* TASK DETAILS:
Please copy, with no word changed, only the run of lines that opens with the line containing "Can you find the white metal" and closes with the last line below.

* DATA LISTING:

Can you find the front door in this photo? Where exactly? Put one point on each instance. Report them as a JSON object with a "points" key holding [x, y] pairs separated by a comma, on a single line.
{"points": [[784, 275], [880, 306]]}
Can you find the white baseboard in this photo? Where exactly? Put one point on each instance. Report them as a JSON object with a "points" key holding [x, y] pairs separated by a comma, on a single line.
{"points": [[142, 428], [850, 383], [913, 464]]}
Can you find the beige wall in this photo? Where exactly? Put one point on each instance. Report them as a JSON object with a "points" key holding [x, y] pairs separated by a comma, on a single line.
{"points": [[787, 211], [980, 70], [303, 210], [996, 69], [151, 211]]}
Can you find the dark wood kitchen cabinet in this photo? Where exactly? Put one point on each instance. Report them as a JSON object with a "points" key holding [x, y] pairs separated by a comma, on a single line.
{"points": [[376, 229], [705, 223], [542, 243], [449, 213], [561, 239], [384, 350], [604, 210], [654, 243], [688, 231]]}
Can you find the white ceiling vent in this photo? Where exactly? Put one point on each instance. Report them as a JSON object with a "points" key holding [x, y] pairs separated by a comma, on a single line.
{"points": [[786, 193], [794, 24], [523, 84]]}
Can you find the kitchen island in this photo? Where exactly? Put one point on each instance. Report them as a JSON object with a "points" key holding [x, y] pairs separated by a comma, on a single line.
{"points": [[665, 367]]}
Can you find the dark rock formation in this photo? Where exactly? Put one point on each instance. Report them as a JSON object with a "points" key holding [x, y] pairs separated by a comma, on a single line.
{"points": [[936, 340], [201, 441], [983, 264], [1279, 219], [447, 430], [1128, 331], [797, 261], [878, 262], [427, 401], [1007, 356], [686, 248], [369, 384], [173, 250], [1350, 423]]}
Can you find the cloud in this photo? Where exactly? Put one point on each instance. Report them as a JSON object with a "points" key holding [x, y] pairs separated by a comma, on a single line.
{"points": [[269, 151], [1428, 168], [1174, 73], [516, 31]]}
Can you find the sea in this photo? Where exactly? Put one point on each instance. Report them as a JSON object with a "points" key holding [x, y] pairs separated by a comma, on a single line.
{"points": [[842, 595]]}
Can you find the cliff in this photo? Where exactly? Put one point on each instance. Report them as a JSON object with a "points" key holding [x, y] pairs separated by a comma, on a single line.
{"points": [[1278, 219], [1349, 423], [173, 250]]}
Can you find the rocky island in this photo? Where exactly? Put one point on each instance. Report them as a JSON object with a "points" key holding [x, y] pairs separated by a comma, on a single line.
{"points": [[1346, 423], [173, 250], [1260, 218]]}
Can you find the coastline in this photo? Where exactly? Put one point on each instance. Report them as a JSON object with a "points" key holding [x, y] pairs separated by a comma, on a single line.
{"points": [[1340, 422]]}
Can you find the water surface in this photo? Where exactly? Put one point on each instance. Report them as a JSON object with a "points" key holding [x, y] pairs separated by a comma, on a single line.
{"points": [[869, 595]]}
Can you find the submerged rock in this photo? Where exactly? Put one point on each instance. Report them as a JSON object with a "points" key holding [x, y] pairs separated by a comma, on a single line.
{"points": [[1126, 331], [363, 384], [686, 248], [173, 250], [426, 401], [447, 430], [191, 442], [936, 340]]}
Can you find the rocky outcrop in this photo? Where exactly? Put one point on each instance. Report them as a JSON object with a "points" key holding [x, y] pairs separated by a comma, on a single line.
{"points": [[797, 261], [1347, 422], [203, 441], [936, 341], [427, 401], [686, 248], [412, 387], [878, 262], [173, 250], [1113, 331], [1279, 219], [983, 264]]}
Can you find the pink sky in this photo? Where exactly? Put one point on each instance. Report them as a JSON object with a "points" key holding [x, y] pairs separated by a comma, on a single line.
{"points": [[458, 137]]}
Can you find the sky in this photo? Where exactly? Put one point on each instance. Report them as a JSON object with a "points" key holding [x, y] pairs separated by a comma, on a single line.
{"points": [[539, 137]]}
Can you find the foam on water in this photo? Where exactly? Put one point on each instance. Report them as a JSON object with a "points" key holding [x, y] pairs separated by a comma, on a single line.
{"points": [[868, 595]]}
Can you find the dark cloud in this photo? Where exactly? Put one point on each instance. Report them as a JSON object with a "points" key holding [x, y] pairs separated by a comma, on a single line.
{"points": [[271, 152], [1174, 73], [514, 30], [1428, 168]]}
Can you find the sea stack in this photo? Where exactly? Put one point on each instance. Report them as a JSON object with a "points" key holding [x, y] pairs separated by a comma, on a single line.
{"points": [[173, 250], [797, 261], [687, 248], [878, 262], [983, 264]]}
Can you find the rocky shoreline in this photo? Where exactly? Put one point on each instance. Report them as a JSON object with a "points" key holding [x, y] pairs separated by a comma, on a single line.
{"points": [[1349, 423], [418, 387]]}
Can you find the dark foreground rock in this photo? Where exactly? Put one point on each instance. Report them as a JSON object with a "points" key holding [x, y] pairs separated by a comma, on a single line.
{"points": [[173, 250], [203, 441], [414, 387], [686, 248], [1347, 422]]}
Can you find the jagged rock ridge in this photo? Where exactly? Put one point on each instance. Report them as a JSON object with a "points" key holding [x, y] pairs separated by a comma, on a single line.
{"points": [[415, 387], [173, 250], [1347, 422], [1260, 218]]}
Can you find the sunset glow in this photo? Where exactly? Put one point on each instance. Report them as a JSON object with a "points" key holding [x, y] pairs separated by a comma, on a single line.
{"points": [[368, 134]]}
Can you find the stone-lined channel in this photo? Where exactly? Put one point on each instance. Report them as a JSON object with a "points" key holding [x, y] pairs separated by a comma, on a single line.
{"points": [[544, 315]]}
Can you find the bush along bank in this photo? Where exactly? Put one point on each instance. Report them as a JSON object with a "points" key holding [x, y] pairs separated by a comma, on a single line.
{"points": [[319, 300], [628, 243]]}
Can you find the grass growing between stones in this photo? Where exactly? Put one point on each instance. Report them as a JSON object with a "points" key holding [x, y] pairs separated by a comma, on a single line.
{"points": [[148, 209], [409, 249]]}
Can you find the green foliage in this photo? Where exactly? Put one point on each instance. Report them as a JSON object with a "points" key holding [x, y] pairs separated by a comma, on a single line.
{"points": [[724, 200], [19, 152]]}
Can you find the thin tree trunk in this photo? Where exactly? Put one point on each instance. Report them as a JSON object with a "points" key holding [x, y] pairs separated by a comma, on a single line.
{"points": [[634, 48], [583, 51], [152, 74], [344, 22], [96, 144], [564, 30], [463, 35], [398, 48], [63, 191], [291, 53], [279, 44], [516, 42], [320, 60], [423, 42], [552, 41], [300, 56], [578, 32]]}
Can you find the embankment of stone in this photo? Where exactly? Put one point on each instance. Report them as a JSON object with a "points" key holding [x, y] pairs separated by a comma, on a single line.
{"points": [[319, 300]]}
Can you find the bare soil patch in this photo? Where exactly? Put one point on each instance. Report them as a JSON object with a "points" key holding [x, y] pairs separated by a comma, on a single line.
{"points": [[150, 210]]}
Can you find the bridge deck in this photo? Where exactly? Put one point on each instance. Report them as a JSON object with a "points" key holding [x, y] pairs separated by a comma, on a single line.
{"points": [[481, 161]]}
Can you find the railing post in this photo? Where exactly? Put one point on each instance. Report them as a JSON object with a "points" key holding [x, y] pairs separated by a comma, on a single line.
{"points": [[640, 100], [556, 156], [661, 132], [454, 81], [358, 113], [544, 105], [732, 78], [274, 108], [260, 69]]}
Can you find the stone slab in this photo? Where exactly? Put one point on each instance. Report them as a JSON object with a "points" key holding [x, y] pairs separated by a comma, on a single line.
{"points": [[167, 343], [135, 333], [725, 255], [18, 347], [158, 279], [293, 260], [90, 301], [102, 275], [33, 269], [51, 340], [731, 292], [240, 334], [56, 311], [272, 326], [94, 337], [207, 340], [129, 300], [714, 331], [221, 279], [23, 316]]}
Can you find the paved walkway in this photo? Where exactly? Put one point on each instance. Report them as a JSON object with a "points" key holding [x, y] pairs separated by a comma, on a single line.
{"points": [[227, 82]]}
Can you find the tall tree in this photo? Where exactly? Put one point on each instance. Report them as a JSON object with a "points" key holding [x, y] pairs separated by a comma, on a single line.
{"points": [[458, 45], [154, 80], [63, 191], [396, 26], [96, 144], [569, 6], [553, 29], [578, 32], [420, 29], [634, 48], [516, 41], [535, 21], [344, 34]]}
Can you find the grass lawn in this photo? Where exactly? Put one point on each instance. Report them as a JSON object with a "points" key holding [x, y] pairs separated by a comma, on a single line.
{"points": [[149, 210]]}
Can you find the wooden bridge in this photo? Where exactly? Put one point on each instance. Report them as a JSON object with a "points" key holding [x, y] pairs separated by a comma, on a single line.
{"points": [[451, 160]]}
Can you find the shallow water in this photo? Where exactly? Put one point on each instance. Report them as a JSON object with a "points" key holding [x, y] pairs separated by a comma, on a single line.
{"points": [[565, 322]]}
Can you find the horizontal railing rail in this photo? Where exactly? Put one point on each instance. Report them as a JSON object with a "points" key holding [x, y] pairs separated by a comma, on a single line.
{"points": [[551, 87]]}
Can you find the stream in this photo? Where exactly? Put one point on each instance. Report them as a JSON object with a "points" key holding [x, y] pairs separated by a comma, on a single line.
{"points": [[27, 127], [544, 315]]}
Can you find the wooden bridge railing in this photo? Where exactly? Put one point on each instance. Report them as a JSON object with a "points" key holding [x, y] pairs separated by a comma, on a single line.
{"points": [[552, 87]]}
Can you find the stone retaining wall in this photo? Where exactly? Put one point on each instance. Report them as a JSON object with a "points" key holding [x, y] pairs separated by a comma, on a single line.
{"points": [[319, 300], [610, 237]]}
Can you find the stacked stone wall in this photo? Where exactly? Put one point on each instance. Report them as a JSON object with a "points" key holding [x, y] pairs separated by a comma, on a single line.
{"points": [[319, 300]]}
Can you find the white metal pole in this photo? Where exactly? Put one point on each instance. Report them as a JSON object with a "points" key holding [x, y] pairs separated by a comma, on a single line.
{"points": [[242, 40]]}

* SOLUTION FOR THIS EXERCISE:
Can you find the white metal pole in this photo? Where exactly? Put one point on each instance. Report them as a JSON object with a "points" key holding [x, y] pairs separated by a comma, on a single line.
{"points": [[242, 40]]}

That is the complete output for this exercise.